▶ TEXT SHOWN
Materials and Methods

No permits were required for the described study, which complied with all relevant regulations.

Plant Material

Four transgenic reduced-gliadin lines of Triticum aestivum cv. Bobwhite 208 (‘BW208’) and three transgenic reduced-gliadin lines of T. aestivum cv. Bobwhite 2003 (‘BW2003’), and their respective wild-type lines were assayed using a randomized complete block design with two replicates. Both wild types are spring wheat cultivars obtained by the CIMMYT from the cross CM 33203 with the pedigree Aurora//Kalyan/Bluebird/3/Woodpecker. Cultivar BW2003 has been selected for its high transformation efficiency, and carries the T1BL.1RS translocation from rye. On the other hand, BW208 derives from the SH 98 26 ‘Bobwhite’ line described as highly transformable by Pellegrineschi et al. [39], and does not contain the rye translocation. In the present study BW208 and BW2003 showed a total protein content of ∼11.6% and ∼10.5% of dry weight, respectively. The total gluten protein content (gliadins plus glutenins) was about 8.7% and 7.9% of dry weight, respectively for BW208 and BW2003.

All the transgenic reduced-gliadin lines were reported previously in [25], and contained the inverted repeat (IR) fragment ω/α (vectors pGhp-ω/α and/or pDhp-ω/α) designed to down regulate all the groups of gliadins by RNAi. Transgenic lines were self-pollinated for 4–5 generations, and they showed normal phenotypes in comparison to their corresponding wild types.

Grain Milling

White flour was obtained from each of the two independent repetitions of the reduced-gliadin and wild-type lines. Grains were hydrated to 16.5% humidity by addition of distilled water in two steps (24 h and 20 h before milling) with continuous shaking. Hydrated seeds (1 kg) of each line were milled separately in two steps in a CD1 Chopin (Chopin Technologies, Villeneuve-la-Garenne Cedex, France) standardized test mill. In the first step white flour and wholemeal flour were obtained. The wholemeal flour was reloaded in a second step of milling, and the resultant white flour was blended with that obtained previously, resulting in a total yield of about 60%. Flour was stored at room temperature (RT) for a week. Commercial rice flour supplied by Harinera Derivats del Blat de Moro, S.L. (Parets del Vallés, Spain) was used to make the gluten-free control bread.

Bread Baking

Dough was prepared on a flour weight basis: for 300 g flour, 180 ml water (225 ml water for the rice flour), 3.6 g baker’s yeast (Saf-Instant, Lesaffre, France) and 4.8 g table salt were added. Ingredients were mixed in a Farinograph (Brabender GmbH & Co. KG, Germany) for 4 min, and rested for 10 min with a plastic film cover to avoid drying. Dough was divided manually (50 g) and dough pieces were rolled mechanically in a ball homogenizer (Brabender GmbH & Co. KG, Germany). Dough pieces were placed on aluminum trays and fermented for 45 min at 30°C. Dough pieces were baked in an electrical convection oven (Eurofours, Gommegnies, France). The baking process was performed at fixed oven temperature of 180°C for 16 min with 2 initial steam injections of 10 sec each. After baking, bread loaves were rested for 30 min at RT to cool down.

▶ MATERIAL PROVIDED

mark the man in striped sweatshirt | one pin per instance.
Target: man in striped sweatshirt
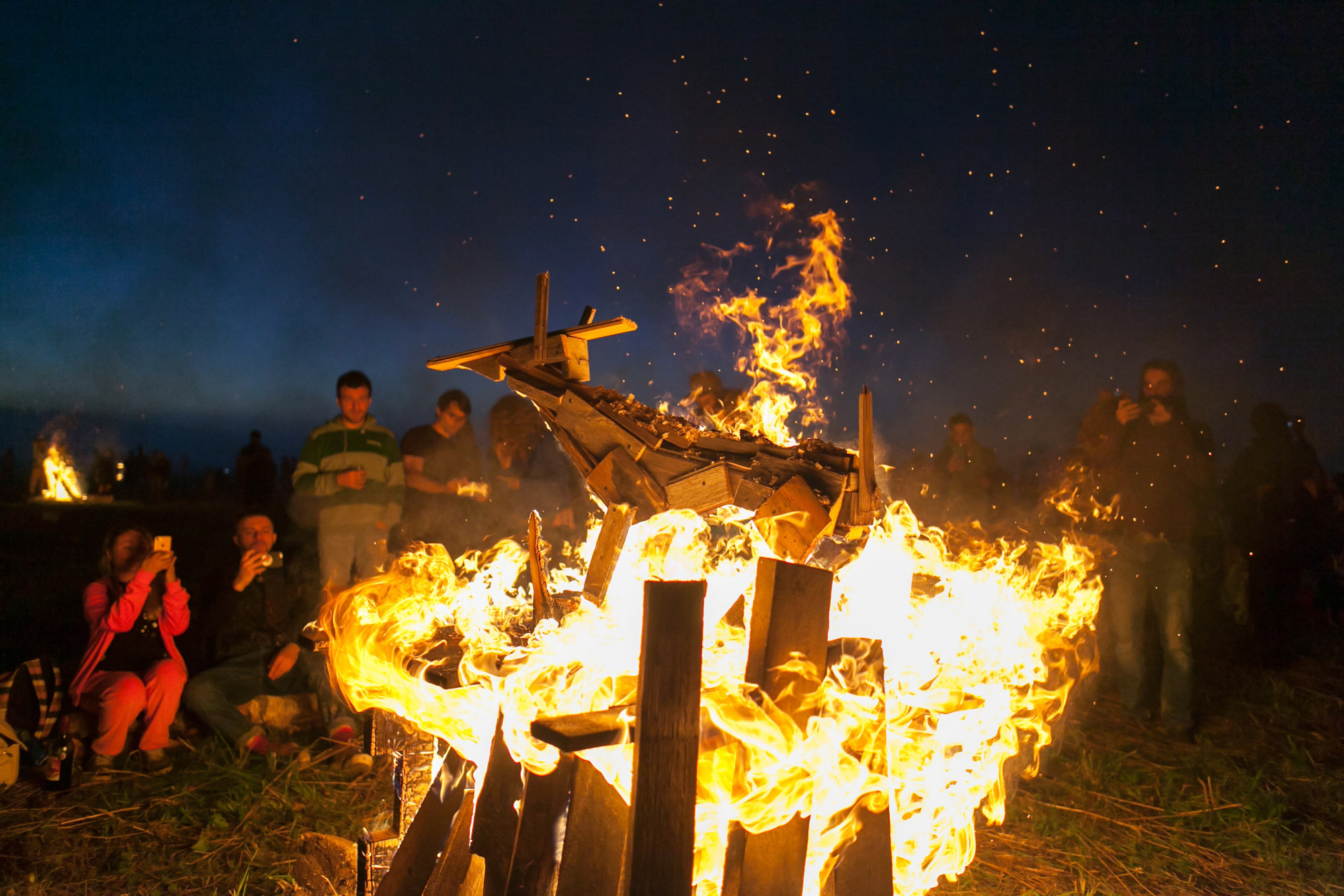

▶ EXERCISE
Copy the methods text from "Bread Baking" up to and including "to cool down.", switching "aluminum trays" for "steel trays". Work only from the methods text.

▶ RESPONSE TO THE EXERCISE
Bread Baking

Dough was prepared on a flour weight basis: for 300 g flour, 180 ml water (225 ml water for the rice flour), 3.6 g baker’s yeast (Saf-Instant, Lesaffre, France) and 4.8 g table salt were added. Ingredients were mixed in a Farinograph (Brabender GmbH & Co. KG, Germany) for 4 min, and rested for 10 min with a plastic film cover to avoid drying. Dough was divided manually (50 g) and dough pieces were rolled mechanically in a ball homogenizer (Brabender GmbH & Co. KG, Germany). Dough pieces were placed on steel trays and fermented for 45 min at 30°C. Dough pieces were baked in an electrical convection oven (Eurofours, Gommegnies, France). The baking process was performed at fixed oven temperature of 180°C for 16 min with 2 initial steam injections of 10 sec each. After baking, bread loaves were rested for 30 min at RT to cool down.